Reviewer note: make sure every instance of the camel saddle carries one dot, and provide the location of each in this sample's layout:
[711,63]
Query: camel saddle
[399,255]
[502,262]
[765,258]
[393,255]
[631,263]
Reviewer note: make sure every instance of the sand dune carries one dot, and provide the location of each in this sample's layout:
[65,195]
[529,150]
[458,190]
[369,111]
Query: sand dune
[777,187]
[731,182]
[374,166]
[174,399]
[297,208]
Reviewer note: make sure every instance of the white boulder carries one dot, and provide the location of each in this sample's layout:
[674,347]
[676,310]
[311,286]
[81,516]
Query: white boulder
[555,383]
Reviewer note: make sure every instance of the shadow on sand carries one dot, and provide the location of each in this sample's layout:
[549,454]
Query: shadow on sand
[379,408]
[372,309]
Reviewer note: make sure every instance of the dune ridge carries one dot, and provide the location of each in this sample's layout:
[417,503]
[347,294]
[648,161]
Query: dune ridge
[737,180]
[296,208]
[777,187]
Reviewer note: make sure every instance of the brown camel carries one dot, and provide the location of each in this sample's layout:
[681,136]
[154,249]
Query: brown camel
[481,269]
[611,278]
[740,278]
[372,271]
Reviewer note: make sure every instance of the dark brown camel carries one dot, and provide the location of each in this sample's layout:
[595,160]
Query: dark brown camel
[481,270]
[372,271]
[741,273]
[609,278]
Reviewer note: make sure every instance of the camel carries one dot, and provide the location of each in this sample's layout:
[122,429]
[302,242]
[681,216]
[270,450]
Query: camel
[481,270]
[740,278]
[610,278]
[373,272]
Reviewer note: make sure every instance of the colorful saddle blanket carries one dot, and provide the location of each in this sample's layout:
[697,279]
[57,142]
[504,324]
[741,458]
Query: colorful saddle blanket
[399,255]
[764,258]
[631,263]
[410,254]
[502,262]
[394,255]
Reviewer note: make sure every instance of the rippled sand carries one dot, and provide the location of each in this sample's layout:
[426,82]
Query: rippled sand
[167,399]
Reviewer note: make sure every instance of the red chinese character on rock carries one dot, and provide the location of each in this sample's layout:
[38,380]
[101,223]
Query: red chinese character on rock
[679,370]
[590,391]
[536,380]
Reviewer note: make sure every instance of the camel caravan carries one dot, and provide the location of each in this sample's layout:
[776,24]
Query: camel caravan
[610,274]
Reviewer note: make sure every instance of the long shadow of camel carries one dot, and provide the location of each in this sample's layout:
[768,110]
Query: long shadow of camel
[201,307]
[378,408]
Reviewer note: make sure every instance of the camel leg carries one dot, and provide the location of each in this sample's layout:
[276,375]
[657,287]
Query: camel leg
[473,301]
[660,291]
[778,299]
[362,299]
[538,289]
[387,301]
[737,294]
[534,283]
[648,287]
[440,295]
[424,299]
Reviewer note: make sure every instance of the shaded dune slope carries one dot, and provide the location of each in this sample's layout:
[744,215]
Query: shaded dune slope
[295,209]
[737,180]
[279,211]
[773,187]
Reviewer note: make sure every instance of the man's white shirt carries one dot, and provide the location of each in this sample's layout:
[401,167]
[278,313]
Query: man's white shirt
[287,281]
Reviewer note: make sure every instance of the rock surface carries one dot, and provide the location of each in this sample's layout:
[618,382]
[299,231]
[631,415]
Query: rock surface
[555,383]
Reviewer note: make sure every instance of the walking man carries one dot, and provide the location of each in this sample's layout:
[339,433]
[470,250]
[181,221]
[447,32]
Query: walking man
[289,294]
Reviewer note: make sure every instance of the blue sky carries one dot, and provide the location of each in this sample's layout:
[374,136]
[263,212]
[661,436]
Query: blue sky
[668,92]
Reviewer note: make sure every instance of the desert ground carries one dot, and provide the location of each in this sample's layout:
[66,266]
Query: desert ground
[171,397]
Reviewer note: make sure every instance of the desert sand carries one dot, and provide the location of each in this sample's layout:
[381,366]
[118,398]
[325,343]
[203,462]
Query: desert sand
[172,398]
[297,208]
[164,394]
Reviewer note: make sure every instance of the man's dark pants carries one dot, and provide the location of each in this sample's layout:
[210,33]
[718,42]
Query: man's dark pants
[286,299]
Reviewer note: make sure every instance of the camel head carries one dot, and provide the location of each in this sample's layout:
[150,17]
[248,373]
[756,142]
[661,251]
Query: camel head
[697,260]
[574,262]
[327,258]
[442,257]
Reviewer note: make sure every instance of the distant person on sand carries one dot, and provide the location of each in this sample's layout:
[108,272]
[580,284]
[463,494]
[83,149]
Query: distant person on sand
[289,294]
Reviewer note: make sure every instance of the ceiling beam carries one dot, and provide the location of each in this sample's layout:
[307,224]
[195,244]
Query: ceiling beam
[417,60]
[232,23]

===============

Problem details ▸
Copy the records above exactly.

Task response ▸
Reviewer note: make sure every instance of the camel saddle carries one dot, and provide the location of each in this sample's layout:
[711,63]
Query: camel saddle
[399,255]
[502,262]
[765,258]
[393,255]
[631,263]
Reviewer note: make sure every instance of the sand dune carries one dot, and provide the location of each in this sample's layout:
[65,195]
[529,150]
[458,190]
[369,111]
Query: sand dune
[777,187]
[731,182]
[374,166]
[174,399]
[297,208]
Reviewer note: make sure every instance of the white boulder carries one dot, and provide the location of each in this sample's layout:
[674,347]
[676,310]
[311,286]
[81,516]
Query: white boulder
[555,383]
Reviewer note: make sure every instance of the shadow on sand carries one dot, and provide the location of each in this sample's layout:
[549,454]
Query: shadow on sand
[379,408]
[372,309]
Reviewer note: make sure every instance of the dune ridge carries one dot, and provide the location of each in this sample's layout:
[417,503]
[347,294]
[648,161]
Query: dune ridge
[737,180]
[296,208]
[777,187]
Reviewer note: make sure every instance of the brown camel carries one dot, and provide the location of each in this sample's layout:
[681,136]
[154,249]
Query: brown camel
[481,269]
[611,278]
[740,278]
[372,271]
Reviewer note: make sure every instance of the dark brown camel carries one dot, and provide the location of each in this sample's layout:
[595,160]
Query: dark brown camel
[481,270]
[372,271]
[741,273]
[609,278]
Reviewer note: make sure every instance of the camel carries one dot, and provide the location of each in this sample's layout:
[122,429]
[302,242]
[681,216]
[270,450]
Query: camel
[481,270]
[740,278]
[610,278]
[373,272]
Reviewer note: make sure every instance of the colorful saddle blanket carries one dot, and provide the location of each in this sample's layout:
[697,279]
[57,142]
[504,324]
[741,458]
Query: colorful saddle blanket
[399,255]
[764,258]
[631,263]
[410,254]
[502,262]
[394,255]
Reviewer note: make sure every instance of the rippled sand carries one dot, and provide the location of each in this sample's layout:
[426,82]
Query: rippled sand
[167,399]
Reviewer note: make sure every instance of the red chinese character on rock carries one dot, and provide the location of each in this sample's layout:
[38,380]
[101,223]
Query: red chinese character on rock
[679,370]
[590,391]
[536,380]
Reviewer note: make sure every instance of the camel caravan carries one dot, and provide the location of each in this sample's layout:
[776,24]
Query: camel caravan
[610,274]
Reviewer note: make sure every instance of the long shadow of camel carries one dot, and provide the location of each in this sample's layout:
[768,110]
Query: long shadow of camel
[201,307]
[378,408]
Reviewer note: make sure every instance of the camel leg carries one dot, and provide the location of each in this sample's layout:
[276,375]
[657,287]
Query: camel leg
[473,301]
[660,291]
[778,299]
[362,299]
[538,289]
[387,301]
[737,294]
[534,283]
[648,287]
[440,295]
[424,299]
Reviewer note: make sure every instance of the shaded dune slope carries one dot, and provide the location of each in this sample's layout:
[744,215]
Query: shaded dune slope
[295,209]
[737,180]
[279,211]
[773,187]
Reviewer note: make sure every instance of the man's white shirt carries one dot, and provide the location of each in this sample's layout:
[401,167]
[278,313]
Query: man's white shirt
[287,281]
Reviewer note: make sure every instance of the rock surface carries one dot, and provide the location of each in this sample's layout:
[618,382]
[299,231]
[631,415]
Query: rock surface
[555,383]
Reviewer note: make sure every instance of the walking man carries one dot, and provide the location of each in this sample's layout:
[339,433]
[470,250]
[181,221]
[447,32]
Query: walking man
[289,294]
Reviewer note: make sure every instance of the blue sky carries one dot, and provide the location of each in this sample's layout:
[374,136]
[263,212]
[661,436]
Query: blue sky
[668,92]
Reviewer note: make sure every instance of the desert ground carries one dot, and provide the location of each in this sample's layout:
[66,266]
Query: desert ground
[171,397]
Reviewer note: make sure every instance of the desert sand carries one dot, and provide the location of each in this sample's layout:
[381,366]
[118,398]
[325,343]
[203,462]
Query: desert sand
[172,398]
[297,208]
[164,394]
Reviewer note: make sure every instance of the man's dark pants carries one dot, and provide the location of each in this sample's layout:
[210,33]
[718,42]
Query: man's dark pants
[286,299]
Reviewer note: make sure every instance of the camel head carries one dot, and provide the location of each in this sample's layout:
[150,17]
[248,373]
[756,142]
[661,251]
Query: camel head
[697,260]
[574,262]
[327,258]
[442,257]
Reviewer note: make sure every instance of the distant person on sand carries one dot, and provide the location of each in this sample's layout:
[108,272]
[580,284]
[463,494]
[83,149]
Query: distant person on sand
[289,294]
Reviewer note: make sure every instance of the ceiling beam carries one dot, and provide the location of each in this sample's layout:
[307,224]
[195,244]
Query: ceiling beam
[417,60]
[232,23]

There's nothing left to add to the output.